### Objective
List every line of the material below that contains the string "mullion", matching case exactly.

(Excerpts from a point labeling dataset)
* BEGIN *

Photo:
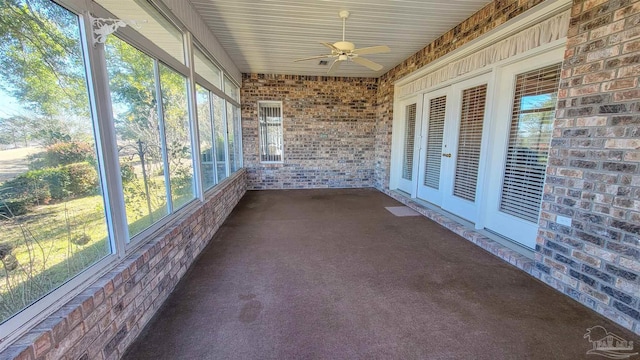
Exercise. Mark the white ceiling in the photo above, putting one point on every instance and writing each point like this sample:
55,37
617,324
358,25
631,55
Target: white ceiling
265,36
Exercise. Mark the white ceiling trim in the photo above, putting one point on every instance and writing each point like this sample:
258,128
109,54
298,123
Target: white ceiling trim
266,36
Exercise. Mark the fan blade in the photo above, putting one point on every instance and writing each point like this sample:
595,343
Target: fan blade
330,46
334,67
368,63
313,57
372,50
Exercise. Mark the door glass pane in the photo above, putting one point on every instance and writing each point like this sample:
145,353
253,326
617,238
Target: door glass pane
207,160
409,135
135,116
532,118
52,214
469,142
178,135
219,136
435,132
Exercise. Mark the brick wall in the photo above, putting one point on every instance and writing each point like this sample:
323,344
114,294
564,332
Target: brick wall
594,170
102,321
328,124
491,16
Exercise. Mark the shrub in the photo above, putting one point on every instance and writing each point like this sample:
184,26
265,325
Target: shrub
127,172
83,179
41,186
27,187
14,207
62,153
56,179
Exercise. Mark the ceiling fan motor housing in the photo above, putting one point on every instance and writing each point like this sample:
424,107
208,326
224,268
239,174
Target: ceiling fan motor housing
344,46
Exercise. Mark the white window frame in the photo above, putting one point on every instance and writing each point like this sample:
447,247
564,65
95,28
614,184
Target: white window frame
279,105
107,154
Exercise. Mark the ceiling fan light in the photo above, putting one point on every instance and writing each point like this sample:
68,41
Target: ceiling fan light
345,46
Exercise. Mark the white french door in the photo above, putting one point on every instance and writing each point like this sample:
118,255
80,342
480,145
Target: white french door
409,112
430,171
520,146
450,157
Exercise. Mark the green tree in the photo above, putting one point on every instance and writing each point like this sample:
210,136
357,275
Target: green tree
40,58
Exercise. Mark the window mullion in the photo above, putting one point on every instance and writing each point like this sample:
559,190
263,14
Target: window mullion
106,140
227,157
192,104
163,138
214,144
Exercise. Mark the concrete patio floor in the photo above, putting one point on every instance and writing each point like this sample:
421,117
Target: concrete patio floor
331,274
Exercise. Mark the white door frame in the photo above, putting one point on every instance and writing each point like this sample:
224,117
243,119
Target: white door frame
408,186
519,230
424,192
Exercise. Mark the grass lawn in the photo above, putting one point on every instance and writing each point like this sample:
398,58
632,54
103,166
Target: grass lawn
53,243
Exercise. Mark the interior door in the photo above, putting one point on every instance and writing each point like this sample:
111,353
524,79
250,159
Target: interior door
406,181
461,151
521,140
430,172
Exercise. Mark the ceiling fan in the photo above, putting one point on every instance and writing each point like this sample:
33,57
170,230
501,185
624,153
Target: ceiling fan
346,51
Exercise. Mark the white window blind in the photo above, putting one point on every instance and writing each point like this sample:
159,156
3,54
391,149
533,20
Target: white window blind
271,137
469,142
409,135
433,157
529,138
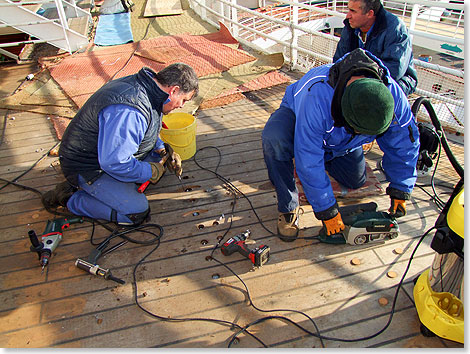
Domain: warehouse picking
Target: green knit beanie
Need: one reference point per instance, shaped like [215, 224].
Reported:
[367, 106]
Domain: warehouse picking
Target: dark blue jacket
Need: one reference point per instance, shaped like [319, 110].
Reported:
[389, 41]
[78, 152]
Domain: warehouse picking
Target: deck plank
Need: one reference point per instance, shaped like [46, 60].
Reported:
[65, 307]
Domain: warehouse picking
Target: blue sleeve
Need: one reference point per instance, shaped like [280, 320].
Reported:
[309, 153]
[341, 47]
[158, 146]
[400, 145]
[397, 51]
[121, 130]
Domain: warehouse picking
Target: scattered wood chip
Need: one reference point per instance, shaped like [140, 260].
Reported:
[355, 261]
[383, 301]
[54, 151]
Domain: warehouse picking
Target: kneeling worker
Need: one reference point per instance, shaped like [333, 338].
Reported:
[322, 122]
[113, 144]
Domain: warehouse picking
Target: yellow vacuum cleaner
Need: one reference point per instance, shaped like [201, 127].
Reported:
[438, 291]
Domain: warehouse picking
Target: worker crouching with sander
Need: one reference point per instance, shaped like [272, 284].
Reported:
[322, 122]
[113, 144]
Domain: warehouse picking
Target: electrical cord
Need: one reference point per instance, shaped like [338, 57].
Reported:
[244, 329]
[237, 191]
[184, 319]
[392, 311]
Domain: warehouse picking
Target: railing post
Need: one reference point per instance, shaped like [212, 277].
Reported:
[63, 21]
[203, 12]
[414, 17]
[221, 11]
[294, 20]
[234, 17]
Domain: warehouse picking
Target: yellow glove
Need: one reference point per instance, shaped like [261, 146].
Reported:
[397, 208]
[157, 171]
[334, 225]
[174, 162]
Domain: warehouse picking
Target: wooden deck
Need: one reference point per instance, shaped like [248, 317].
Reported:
[66, 307]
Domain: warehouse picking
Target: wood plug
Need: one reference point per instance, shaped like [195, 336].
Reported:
[54, 151]
[383, 301]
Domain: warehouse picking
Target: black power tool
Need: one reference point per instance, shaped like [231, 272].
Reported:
[50, 238]
[364, 224]
[258, 256]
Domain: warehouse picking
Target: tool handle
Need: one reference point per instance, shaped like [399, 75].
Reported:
[143, 187]
[117, 280]
[34, 240]
[243, 250]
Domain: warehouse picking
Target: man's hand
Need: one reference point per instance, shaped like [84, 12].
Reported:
[334, 225]
[173, 163]
[397, 208]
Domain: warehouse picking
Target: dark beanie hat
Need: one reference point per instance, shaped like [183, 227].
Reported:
[367, 106]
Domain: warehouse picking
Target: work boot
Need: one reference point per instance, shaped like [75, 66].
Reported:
[59, 196]
[288, 225]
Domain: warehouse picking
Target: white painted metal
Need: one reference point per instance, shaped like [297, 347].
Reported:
[299, 38]
[56, 33]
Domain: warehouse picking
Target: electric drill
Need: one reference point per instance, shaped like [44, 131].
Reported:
[50, 238]
[258, 256]
[97, 270]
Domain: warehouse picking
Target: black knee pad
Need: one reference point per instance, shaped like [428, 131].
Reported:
[136, 218]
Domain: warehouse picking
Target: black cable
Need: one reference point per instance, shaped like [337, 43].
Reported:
[25, 172]
[233, 187]
[356, 339]
[151, 314]
[236, 190]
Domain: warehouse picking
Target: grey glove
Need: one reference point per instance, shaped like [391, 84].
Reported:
[157, 171]
[174, 162]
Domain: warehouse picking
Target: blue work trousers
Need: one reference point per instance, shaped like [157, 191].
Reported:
[109, 199]
[278, 149]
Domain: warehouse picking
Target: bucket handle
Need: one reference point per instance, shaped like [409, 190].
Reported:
[176, 145]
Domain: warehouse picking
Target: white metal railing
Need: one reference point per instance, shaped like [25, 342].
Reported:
[305, 35]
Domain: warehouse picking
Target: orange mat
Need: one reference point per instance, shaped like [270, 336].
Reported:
[372, 187]
[270, 79]
[82, 74]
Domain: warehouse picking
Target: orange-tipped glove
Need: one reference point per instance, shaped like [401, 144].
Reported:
[174, 162]
[158, 169]
[397, 208]
[334, 225]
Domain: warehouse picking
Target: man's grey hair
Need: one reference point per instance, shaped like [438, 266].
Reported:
[181, 75]
[367, 5]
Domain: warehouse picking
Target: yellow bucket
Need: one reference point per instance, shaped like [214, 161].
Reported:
[181, 133]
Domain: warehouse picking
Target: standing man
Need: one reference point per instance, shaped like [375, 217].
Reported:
[113, 144]
[323, 121]
[369, 26]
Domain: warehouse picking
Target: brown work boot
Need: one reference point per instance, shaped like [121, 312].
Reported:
[58, 196]
[288, 225]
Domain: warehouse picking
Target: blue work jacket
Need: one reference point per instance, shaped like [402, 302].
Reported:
[317, 140]
[388, 40]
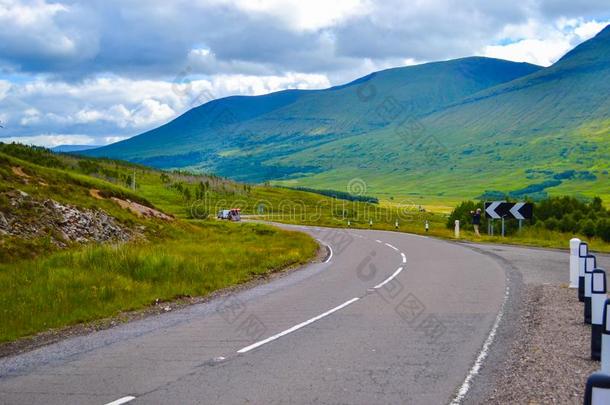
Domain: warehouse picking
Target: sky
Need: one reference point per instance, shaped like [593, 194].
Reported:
[97, 71]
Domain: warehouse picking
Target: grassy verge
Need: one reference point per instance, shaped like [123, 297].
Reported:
[94, 282]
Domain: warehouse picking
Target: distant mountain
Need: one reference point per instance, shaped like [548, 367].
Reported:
[454, 129]
[73, 148]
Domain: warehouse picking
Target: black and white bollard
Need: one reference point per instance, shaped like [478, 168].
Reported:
[606, 339]
[574, 243]
[583, 251]
[597, 391]
[589, 267]
[598, 299]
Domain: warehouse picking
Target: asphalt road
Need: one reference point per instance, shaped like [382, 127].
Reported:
[390, 318]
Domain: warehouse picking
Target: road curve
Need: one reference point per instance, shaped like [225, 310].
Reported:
[389, 318]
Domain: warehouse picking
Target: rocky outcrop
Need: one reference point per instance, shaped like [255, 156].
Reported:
[29, 218]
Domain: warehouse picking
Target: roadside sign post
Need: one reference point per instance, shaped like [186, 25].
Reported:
[583, 252]
[588, 284]
[598, 299]
[606, 338]
[574, 243]
[503, 210]
[502, 226]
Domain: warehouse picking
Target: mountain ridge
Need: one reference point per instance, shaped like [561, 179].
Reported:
[522, 122]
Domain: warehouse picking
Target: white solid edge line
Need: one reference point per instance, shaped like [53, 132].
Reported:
[120, 401]
[387, 280]
[392, 247]
[296, 327]
[474, 370]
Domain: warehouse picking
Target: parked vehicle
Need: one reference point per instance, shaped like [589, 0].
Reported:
[231, 215]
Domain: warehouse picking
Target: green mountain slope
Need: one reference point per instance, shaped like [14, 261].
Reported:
[236, 135]
[447, 130]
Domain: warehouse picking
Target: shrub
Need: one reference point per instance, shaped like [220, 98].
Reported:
[603, 230]
[588, 228]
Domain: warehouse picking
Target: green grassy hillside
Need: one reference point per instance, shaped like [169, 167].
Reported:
[238, 136]
[54, 272]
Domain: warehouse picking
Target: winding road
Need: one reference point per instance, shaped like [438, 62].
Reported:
[386, 318]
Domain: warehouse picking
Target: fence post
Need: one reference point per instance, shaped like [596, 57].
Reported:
[598, 299]
[574, 243]
[583, 251]
[588, 283]
[606, 339]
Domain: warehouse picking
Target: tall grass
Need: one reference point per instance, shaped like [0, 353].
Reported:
[100, 281]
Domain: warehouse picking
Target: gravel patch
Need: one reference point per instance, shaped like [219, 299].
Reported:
[549, 360]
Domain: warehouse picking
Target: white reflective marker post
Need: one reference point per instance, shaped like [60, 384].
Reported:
[583, 251]
[606, 339]
[574, 243]
[589, 267]
[597, 391]
[598, 299]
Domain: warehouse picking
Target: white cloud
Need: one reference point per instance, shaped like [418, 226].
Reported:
[50, 141]
[5, 86]
[126, 107]
[305, 15]
[541, 44]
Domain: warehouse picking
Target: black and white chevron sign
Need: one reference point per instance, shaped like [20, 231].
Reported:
[500, 209]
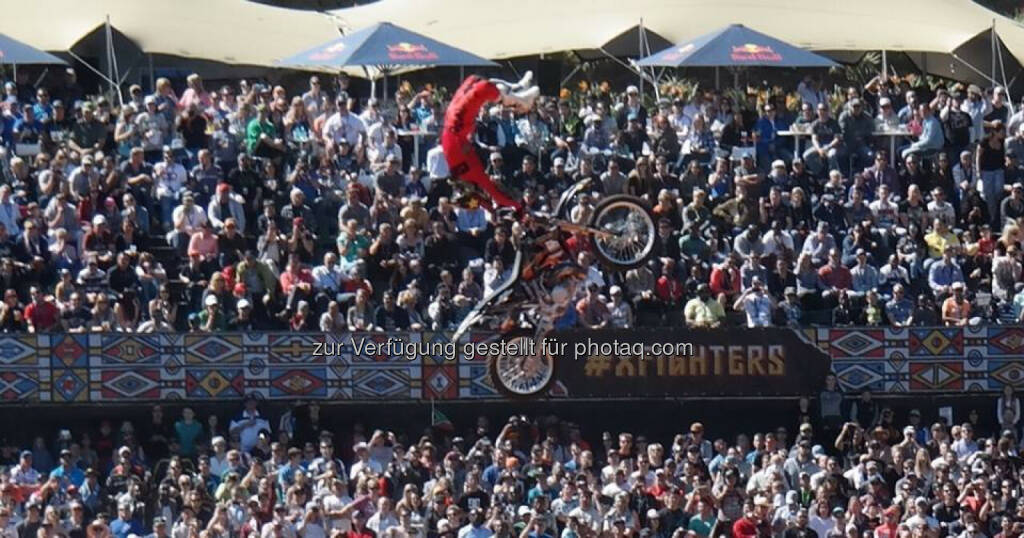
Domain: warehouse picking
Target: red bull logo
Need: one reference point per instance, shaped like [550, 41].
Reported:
[753, 52]
[328, 53]
[410, 51]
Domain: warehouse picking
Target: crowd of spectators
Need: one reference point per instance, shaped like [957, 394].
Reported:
[849, 467]
[249, 208]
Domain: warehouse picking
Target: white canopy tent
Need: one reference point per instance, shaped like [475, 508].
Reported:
[538, 27]
[229, 31]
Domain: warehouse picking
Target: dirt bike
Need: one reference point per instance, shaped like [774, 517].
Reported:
[543, 281]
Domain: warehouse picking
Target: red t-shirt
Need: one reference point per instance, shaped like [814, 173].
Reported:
[43, 316]
[744, 528]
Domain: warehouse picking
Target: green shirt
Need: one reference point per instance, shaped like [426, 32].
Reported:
[219, 321]
[187, 433]
[255, 129]
[700, 526]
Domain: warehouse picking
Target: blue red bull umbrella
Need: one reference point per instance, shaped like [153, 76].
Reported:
[735, 45]
[13, 51]
[384, 44]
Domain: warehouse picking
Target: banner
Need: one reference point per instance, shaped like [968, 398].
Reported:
[688, 363]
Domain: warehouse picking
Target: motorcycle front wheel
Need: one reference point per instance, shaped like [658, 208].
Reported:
[624, 232]
[524, 376]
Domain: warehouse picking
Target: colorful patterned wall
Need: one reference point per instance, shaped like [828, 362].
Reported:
[98, 368]
[925, 360]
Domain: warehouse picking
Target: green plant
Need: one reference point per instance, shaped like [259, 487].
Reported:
[861, 72]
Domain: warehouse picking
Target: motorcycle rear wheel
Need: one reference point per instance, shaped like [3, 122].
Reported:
[522, 377]
[626, 232]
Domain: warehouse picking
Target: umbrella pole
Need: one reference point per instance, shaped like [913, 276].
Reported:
[640, 47]
[992, 38]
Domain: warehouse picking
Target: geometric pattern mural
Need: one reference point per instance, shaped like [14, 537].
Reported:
[120, 367]
[925, 359]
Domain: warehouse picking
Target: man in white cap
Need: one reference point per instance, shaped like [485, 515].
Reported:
[212, 318]
[887, 118]
[633, 107]
[364, 462]
[956, 309]
[621, 314]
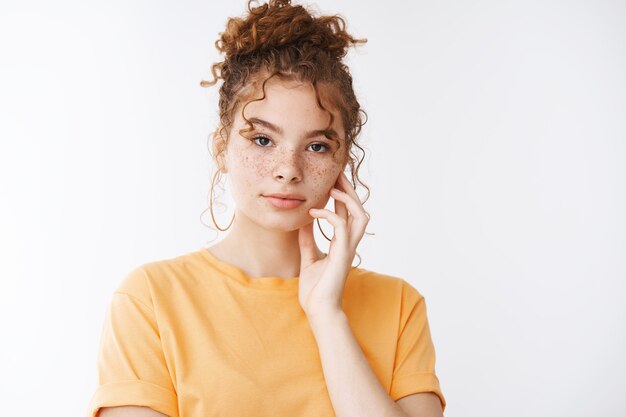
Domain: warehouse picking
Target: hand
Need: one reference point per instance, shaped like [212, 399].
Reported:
[322, 280]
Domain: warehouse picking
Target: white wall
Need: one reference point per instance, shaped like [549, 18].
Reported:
[497, 150]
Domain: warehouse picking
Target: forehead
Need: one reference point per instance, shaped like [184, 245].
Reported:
[291, 105]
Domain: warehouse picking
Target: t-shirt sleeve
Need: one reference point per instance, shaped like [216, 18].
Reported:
[414, 367]
[131, 364]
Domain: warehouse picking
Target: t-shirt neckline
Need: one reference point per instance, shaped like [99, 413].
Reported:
[232, 271]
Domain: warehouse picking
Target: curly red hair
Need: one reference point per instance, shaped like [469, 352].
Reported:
[287, 41]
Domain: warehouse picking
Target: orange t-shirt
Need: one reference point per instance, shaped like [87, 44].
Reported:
[194, 336]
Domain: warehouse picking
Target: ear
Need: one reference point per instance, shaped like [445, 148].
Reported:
[219, 147]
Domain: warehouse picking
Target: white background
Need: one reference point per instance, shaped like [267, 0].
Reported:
[496, 160]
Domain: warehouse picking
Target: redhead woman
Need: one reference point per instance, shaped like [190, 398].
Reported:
[264, 323]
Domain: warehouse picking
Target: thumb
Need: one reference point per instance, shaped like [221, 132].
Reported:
[306, 240]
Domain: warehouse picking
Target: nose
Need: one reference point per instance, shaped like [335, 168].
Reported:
[288, 168]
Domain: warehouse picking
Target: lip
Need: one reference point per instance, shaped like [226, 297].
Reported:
[283, 203]
[286, 196]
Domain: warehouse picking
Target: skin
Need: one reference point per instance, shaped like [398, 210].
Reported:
[263, 240]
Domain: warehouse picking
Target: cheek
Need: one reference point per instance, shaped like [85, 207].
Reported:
[248, 168]
[323, 178]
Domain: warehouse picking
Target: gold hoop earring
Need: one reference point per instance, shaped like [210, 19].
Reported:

* END *

### Response for this exercise
Exercise. Mark the window mullion in the photo above, putting one point on every instance and writing each point like this sample:
Target: window mullion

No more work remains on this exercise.